(TASK DESCRIPTION)
Print all of the data exactly.

----------------

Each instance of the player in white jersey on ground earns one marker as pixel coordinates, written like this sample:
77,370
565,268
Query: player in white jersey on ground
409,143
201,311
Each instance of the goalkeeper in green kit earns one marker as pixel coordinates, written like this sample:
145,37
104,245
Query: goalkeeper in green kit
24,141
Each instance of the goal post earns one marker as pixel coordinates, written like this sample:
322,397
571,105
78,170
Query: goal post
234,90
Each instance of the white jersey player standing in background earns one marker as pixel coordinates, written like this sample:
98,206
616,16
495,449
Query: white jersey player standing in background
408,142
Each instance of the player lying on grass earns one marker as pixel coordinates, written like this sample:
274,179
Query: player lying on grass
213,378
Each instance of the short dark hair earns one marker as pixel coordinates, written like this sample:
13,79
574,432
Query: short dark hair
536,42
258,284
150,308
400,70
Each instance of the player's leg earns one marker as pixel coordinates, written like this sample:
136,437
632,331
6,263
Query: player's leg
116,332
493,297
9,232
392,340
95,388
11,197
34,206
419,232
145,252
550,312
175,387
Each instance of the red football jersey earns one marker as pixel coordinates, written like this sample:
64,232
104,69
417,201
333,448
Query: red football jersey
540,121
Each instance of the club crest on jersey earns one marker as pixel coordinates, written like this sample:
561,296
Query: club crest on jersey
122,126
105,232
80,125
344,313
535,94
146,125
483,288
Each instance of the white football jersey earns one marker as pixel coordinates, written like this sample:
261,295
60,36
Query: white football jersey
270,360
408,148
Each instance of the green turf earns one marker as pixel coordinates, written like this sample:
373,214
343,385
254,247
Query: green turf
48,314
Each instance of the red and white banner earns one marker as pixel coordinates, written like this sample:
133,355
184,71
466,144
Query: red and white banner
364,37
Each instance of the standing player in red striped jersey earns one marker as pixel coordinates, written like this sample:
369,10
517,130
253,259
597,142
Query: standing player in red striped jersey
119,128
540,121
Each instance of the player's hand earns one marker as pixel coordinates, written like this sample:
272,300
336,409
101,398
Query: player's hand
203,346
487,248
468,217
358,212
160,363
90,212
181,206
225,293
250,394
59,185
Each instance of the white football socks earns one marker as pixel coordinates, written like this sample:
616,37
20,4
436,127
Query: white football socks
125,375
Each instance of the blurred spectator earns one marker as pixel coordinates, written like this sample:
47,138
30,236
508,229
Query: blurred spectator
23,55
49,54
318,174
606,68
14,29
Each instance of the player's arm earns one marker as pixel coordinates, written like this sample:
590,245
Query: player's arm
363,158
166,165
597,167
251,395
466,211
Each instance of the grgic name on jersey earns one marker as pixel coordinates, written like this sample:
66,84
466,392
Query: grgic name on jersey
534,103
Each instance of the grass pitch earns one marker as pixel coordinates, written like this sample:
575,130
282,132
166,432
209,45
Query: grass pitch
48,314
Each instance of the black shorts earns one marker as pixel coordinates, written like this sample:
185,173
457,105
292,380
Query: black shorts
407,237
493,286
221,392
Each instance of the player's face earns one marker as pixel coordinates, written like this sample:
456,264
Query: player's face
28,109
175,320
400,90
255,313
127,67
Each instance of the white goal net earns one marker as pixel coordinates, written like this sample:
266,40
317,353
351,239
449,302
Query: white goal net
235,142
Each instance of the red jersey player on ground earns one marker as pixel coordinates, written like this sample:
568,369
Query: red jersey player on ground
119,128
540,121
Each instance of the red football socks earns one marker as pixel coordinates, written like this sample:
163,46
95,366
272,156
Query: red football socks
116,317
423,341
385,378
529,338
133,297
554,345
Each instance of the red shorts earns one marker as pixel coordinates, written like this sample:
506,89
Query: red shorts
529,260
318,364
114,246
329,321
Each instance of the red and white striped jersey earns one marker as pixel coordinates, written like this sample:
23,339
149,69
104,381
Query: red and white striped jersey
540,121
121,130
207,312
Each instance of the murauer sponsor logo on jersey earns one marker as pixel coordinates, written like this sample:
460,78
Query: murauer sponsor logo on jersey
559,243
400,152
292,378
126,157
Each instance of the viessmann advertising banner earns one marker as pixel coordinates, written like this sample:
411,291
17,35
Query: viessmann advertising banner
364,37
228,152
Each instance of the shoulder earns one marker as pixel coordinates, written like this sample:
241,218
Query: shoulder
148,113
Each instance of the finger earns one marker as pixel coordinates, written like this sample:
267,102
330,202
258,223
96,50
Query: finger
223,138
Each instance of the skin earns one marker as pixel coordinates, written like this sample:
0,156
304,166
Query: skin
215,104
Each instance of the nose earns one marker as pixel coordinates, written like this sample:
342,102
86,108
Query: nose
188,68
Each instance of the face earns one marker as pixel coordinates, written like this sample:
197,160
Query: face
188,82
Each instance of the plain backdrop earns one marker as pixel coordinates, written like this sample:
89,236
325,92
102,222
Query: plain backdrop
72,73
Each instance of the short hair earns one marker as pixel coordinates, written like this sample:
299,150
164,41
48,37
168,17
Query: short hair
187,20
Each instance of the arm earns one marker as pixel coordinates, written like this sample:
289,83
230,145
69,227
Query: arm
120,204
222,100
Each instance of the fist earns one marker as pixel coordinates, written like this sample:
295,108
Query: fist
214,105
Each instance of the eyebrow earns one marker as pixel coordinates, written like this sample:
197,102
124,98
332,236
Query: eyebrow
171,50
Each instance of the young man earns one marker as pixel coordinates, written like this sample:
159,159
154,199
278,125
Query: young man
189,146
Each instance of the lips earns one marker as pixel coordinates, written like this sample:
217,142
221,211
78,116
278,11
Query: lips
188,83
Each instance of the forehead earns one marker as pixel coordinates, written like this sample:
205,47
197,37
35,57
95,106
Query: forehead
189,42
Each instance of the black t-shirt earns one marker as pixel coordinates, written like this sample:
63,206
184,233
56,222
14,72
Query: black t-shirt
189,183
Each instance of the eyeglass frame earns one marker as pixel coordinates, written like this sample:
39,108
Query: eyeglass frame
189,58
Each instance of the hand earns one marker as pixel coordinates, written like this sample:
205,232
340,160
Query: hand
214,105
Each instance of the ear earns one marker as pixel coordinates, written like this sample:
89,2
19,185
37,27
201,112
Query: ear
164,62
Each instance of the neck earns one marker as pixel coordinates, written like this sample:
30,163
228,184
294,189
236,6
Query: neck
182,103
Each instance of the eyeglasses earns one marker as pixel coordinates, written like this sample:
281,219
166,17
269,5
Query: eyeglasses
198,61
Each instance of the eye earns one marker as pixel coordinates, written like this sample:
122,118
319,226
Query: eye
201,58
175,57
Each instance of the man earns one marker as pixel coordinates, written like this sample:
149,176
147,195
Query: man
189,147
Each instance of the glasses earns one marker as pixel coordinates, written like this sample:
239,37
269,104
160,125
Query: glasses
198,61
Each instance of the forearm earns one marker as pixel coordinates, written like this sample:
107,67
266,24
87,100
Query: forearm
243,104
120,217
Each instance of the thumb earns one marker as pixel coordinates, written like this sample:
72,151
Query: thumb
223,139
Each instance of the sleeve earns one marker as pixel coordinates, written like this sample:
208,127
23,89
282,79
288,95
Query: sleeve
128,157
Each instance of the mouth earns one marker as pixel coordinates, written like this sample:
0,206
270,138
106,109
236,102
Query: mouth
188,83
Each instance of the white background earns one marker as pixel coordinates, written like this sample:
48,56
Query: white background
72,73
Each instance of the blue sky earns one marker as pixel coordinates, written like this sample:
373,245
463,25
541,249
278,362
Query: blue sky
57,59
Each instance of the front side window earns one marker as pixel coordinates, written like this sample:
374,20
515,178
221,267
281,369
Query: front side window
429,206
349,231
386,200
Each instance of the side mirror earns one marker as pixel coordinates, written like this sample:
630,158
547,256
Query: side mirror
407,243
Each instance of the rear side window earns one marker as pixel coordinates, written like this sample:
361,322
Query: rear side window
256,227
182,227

----------------

(EXERCISE OUTPUT)
Each instance of the player in white jersey on ground earns one marker as pixel coordinates, written like this sample:
77,370
565,268
Query: player in white jersey on ground
409,143
201,311
Each instance of the goalkeeper in green kit earns one marker as pixel coordinates, written like this sample:
145,37
104,245
Query: goalkeeper in green kit
24,141
Each instance of the goal post earns one marker as pixel coordinates, written like this sample:
322,397
571,105
78,170
Query: goal post
234,90
Each instance of the white jersey player standing in background earns one marker as pixel coordinates, written like this sample:
98,206
616,16
495,449
Query: white jersey player standing in background
408,142
Each instance of the player lying on grass earns one marker as pixel coordinates, written like this sample:
274,179
Query: player lying on grass
213,378
Each instance of the short dark hair earns one marker as pixel coordinates, written like this sample:
13,79
574,432
Query: short dark hair
536,42
258,284
150,308
400,70
Each instance of the player's leg earns one marker as pixel coordinates, written like this sample:
136,437
632,331
6,263
Query: player's leg
116,332
493,297
9,232
392,340
95,388
11,197
34,206
419,232
145,252
550,312
175,387
Each instance of the red football jersey earns one marker as pixel coordinates, written like this sample:
64,232
104,69
417,201
333,448
Query: red football jersey
540,121
Each instance of the club crest on jersey earns one marker as pixel coordinates, written like this sample:
561,296
Query: club crest on jersey
122,126
105,232
80,125
344,313
535,94
146,125
483,288
Each instance of the white football jersey earns one marker as pixel coordinates, written like this sample:
261,295
60,36
Query: white football jersey
270,360
408,148
Each instance of the green turf earns one marker as pixel coordinates, written like this sample:
373,214
343,385
254,247
Query: green turf
48,314
Each instance of the red and white banner earns one marker as pixel coordinates, written like this sample:
133,355
184,71
466,144
Query: red and white banner
364,37
Each instance of the standing player in red striped jersey earns one marker as pixel coordinates, written like this sample:
369,10
517,130
253,259
597,142
Query: standing player in red striped jersey
119,128
540,121
Each instance of the player's hand earns one marker as pixel coordinates, written like this sample:
272,300
336,409
101,398
Query: player's hand
203,346
487,248
468,217
358,212
160,363
90,212
181,206
225,293
250,394
59,185
Each instance of the white football socks earns one marker as pixel coordinates, written like this sample:
616,37
20,4
436,127
Query: white football socks
125,375
Each instance of the blurred spectator earns one marker as pixel coordinates, written like this sample:
47,138
30,236
508,229
Query: blurred spectator
23,55
49,54
318,174
606,68
14,29
Each instance of the player's arm earns one marker as pixel coordinates, written like this sample:
590,245
Query: player's arm
363,158
166,165
597,167
251,395
466,211
Each instance of the grgic name on jersey earns one marker as pixel coordinates, written like this sample:
66,84
466,392
Query: grgic name on jersey
534,103
Each instance of the grass pitch earns one marker as pixel coordinates, written like this sample:
575,130
282,132
166,432
209,45
Query: grass pitch
48,314
Each instance of the black shorts earns one marker as pixel coordinates, written like this sample:
185,173
457,105
292,380
Query: black shorts
407,237
493,286
221,392
Each instance of the player's face earns one marker as pixel coordinates, written like this sample:
456,264
Query: player's face
28,109
175,320
400,90
255,313
127,67
Each instance of the white goal net earns one marker as pixel coordinates, written like this sample:
266,40
317,353
351,239
449,302
Query: white goal net
235,142
Each instance of the red jersey player on ground earns one marker as pixel coordinates, written like this sample:
568,369
Query: red jersey player on ground
119,128
540,121
Each instance of the red football socks earns one marker as pixel coordinates, written like this sample:
163,46
95,366
272,156
Query: red football socks
116,317
423,341
385,378
529,338
133,297
554,345
Each instance of the red shorts earns one marker as pixel coordinates, written like this sample:
506,89
Query: red shorts
529,260
318,364
114,246
329,321
Each instance of the red and white striped jersey earns one marker as pixel coordinates, written like this sample:
23,339
149,69
104,381
Query: red and white striped jersey
540,121
121,130
207,312
Each instance of the murauer sponsor logo on jersey earns one marker as pixel coordinates, written like this sample:
460,78
Query: murauer sponsor logo on jersey
559,243
400,152
292,378
126,157
Each instance of the viessmann advertising banner earns one marker as pixel coordinates, written like this sample:
411,291
17,35
Query: viessmann advertising banner
364,37
228,152
Each instance of the shoulder earns one marker as pixel coordinates, written like this sample:
241,218
Query: shoulder
148,113
Each instance of the finger earns one marker as pixel coordinates, written like this sample:
267,102
330,202
258,223
96,50
Query: finger
223,138
Each instance of the skin earns one marker as pixel coordinates, written like this sample:
0,156
304,166
Query: skin
215,104
Each instance of the nose earns one marker as pixel coordinates, written like this sample:
342,102
86,108
Query: nose
188,68
Each instance of the face earns one marker as pixel coordinates, written like this sample:
197,160
Query: face
188,82
Each instance of the plain backdrop earns one marker as pixel coordinates, written like this sample:
89,236
325,92
102,222
Query: plain backdrop
72,73
Each instance of the short hair earns one marker as pixel coordinates, written like this sample:
299,150
164,41
48,37
168,17
Query: short hair
187,20
Each instance of the arm earns one marker as pixel coordinates, written like this sample:
289,83
230,145
69,227
Query: arm
120,204
222,100
Each instance of the fist earns one marker as pixel coordinates, written like this sample:
295,108
Query: fist
214,105
Each instance of the eyebrow earns one marker as pixel coordinates, written like this sample:
197,102
124,98
332,236
Query: eyebrow
171,50
Each instance of the young man earns one marker as pixel coordinates, written like this sample:
159,159
154,199
278,125
Query: young man
189,146
Each instance of the lips earns one marker as pixel coordinates, written like this sample:
217,142
221,211
78,116
278,11
Query: lips
188,83
Each instance of the forehead earns one marker as pixel coordinates, written like this sample:
205,47
197,37
35,57
95,106
Query: forehead
189,42
Each instance of the black t-shirt earns one marker as pixel coordinates, written like this sample:
63,206
184,233
56,222
14,72
Query: black t-shirt
189,183
Each instance of the eyeglass frame earns one marker as pixel coordinates, written like this sample:
39,108
Query: eyeglass frame
189,58
Each instance of the hand earns one marker as pixel coordinates, written like this sample:
205,232
340,160
Query: hand
214,105
Each instance of the ear earns one marker as pixel coordinates, written like this sample:
89,2
19,185
37,27
201,112
Query: ear
164,62
Each instance of the neck earns one marker as pixel coordinates, written like this sample:
30,163
228,184
294,189
236,6
Query: neck
182,103
Each instance of the eyeglasses earns one marker as pixel coordinates, written like this sample:
281,219
166,17
269,5
Query: eyeglasses
198,61
Each instance of the eye earns one marker as pixel coordinates, written like this sample:
122,118
319,226
Query: eye
201,58
175,57
Each instance of the man earns one marker as pixel coordinates, written like this sample:
149,176
147,195
Query: man
189,147
Each instance of the glasses earns one marker as pixel coordinates, written like this sample:
239,37
269,104
160,125
Query: glasses
198,61
Each instance of the forearm earns one marker as pixel coordinates, written like this sample:
107,67
266,24
87,100
Query: forearm
243,104
120,217
Each instance of the thumb earns one marker as pixel coordinates, written like this sample:
72,151
Query: thumb
223,139
Each instance of the sleeve earns one marker as pixel coordinates, written like this sample:
208,127
23,89
282,79
288,95
Query: sleeve
128,157
Each instance of the mouth earns one marker as pixel coordinates, written like this sample:
0,206
270,138
106,109
236,102
Query: mouth
188,83
Each instance of the white background earns one marker as pixel coordinates, written like this sample:
48,56
Query: white background
72,73
Each instance of the blue sky earns one marker as pixel coordinates, written like this sample:
373,245
463,25
541,249
278,362
Query: blue sky
57,59
Each instance of the front side window earns one marker as pixel coordinates, written like this sample:
374,20
515,178
221,267
281,369
Query: front side window
429,206
349,231
386,200
Each instance of the side mirror earns one marker as pixel coordinates, written like this sample:
630,158
547,256
Query: side mirror
407,243
Each instance of the rear side window earns one marker as pixel coordinates, written like this sample:
361,322
Query: rear side window
256,227
182,227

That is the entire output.